INFORMATION SUPPLIED:
___
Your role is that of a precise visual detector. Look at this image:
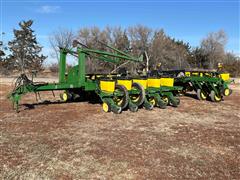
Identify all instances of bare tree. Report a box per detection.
[7,20,47,72]
[49,28,75,61]
[201,30,227,68]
___
EXERCISE DESCRIPTION: Copy the entry above word for word, but leave the picture out of your copy.

PROBLEM SOLUTION:
Your role is that of a precise visual detector. Look at this image:
Identify all instances of bare tree. Report a box per detection.
[7,20,47,72]
[49,28,75,61]
[201,30,227,68]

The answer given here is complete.